## Exercise
Can you retype every record below exactly as written?

## Extracted material

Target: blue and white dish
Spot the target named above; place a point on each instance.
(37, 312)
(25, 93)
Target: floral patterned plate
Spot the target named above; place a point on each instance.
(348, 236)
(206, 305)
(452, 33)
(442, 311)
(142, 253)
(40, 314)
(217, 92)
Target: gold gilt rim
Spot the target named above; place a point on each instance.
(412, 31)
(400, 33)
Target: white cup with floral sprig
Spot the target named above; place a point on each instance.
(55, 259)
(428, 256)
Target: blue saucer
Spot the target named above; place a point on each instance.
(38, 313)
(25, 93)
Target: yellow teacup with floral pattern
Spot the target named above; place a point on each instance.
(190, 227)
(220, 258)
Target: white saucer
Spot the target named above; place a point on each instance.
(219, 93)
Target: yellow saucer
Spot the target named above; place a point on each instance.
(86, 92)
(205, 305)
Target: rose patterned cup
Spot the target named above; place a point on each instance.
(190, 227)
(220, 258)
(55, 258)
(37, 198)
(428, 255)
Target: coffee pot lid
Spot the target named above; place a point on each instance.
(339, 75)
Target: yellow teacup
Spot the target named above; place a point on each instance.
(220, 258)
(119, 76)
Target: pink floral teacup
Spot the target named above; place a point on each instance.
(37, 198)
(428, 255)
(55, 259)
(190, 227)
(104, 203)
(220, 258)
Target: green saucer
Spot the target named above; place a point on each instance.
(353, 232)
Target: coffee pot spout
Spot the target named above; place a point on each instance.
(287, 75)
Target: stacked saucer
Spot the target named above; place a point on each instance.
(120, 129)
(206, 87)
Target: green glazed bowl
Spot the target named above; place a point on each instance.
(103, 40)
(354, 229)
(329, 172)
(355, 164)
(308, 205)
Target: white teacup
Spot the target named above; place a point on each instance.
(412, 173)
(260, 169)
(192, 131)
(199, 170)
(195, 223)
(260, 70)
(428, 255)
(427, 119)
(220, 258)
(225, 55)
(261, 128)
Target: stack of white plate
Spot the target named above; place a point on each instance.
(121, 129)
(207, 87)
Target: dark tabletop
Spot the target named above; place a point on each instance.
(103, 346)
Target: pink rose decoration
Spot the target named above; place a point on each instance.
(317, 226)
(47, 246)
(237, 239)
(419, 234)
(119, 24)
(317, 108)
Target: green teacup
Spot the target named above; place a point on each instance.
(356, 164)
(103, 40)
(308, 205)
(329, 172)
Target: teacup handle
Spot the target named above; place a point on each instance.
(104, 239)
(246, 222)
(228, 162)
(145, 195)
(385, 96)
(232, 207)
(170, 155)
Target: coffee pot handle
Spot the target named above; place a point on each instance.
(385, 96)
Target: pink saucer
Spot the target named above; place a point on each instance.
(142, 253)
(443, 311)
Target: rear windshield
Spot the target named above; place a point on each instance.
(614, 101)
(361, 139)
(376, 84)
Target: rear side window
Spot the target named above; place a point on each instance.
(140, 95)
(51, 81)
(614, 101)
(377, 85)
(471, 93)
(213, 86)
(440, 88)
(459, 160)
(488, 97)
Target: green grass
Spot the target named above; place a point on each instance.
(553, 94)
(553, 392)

## Solution to this problem
Target: blue and white dish
Spot the target named above; place a point on each instance.
(37, 312)
(25, 93)
Target: floral patterned plate
Spot the target named above; place a point on each instance.
(348, 236)
(206, 305)
(452, 33)
(442, 311)
(142, 253)
(40, 314)
(217, 92)
Target: gold gilt rim
Spot the target named above; place a point on each instance.
(412, 31)
(400, 33)
Target: white cup with floral sprig
Spot the target named above; place a point on each instance.
(55, 259)
(428, 256)
Target: blue saucer
Spot the target named above; place a point on each instance.
(38, 313)
(25, 93)
Target: yellow teacup with floral pattern
Spot the target named above; place a point on each instance.
(190, 227)
(220, 258)
Target: white saucer
Spot the target named above; place a point on each instance.
(219, 93)
Target: yellow saucer
Spot the target named above; place a point on each instance.
(86, 92)
(205, 305)
Target: rose patterned cup
Spot the target named above; place a point on each instance.
(190, 227)
(220, 258)
(55, 258)
(37, 198)
(428, 255)
Target: coffee pot lid
Spot the target named above; place a point on each instance.
(339, 75)
Target: yellow teacup
Spot the target named above; place a point on each instance.
(220, 258)
(119, 76)
Target: pink floral teacup
Spot the target named above; place a point on each instance.
(37, 198)
(428, 255)
(55, 259)
(190, 227)
(104, 203)
(220, 258)
Target: green saucer
Spot the target named above; place a point on each instance.
(353, 232)
Target: coffee pot spout
Spot the target named above; place a point on each instance.
(287, 75)
Target: stacked saucer
Spot the target named above; place a point on each instance.
(120, 129)
(206, 87)
Target: green glazed bowl
Spot the target named above; place a point on each instance.
(103, 40)
(354, 229)
(329, 172)
(355, 164)
(308, 205)
Target: white teacup
Spot the target named above; place a point on each instance.
(412, 173)
(260, 169)
(192, 131)
(199, 170)
(195, 223)
(260, 70)
(428, 255)
(427, 119)
(220, 258)
(225, 55)
(261, 128)
Target: stack of white plate
Spot the target named above; place a point on each instance.
(121, 129)
(207, 87)
Target: dark tabletop
Spot the target named above; place a point on each instance.
(103, 346)
Target: pink rose decoration
Spot the target named above; place a point on each instance.
(317, 226)
(47, 246)
(237, 239)
(419, 234)
(119, 24)
(317, 108)
Target: green teacup
Spot the target named above; place a point on each instance.
(356, 164)
(103, 40)
(308, 205)
(329, 172)
Target: teacup handle
Spot the target named above; place a point on each instance.
(104, 239)
(246, 222)
(228, 162)
(145, 195)
(385, 96)
(232, 207)
(170, 155)
Target: coffee pot handle
Spot the target named above; place a point on each instance.
(385, 96)
Target: pink saucer
Spot the target named above; place a point on each instance.
(142, 253)
(443, 311)
Target: rear windshield
Spot the target named above; place a point on each instance.
(614, 101)
(361, 139)
(376, 84)
Target: rear side window
Spot the target named above; place a point on each instance.
(140, 95)
(51, 81)
(614, 101)
(377, 85)
(471, 93)
(213, 86)
(440, 88)
(459, 160)
(488, 97)
Target: green grass
Spot the target named above; place a point on each instance.
(553, 94)
(553, 392)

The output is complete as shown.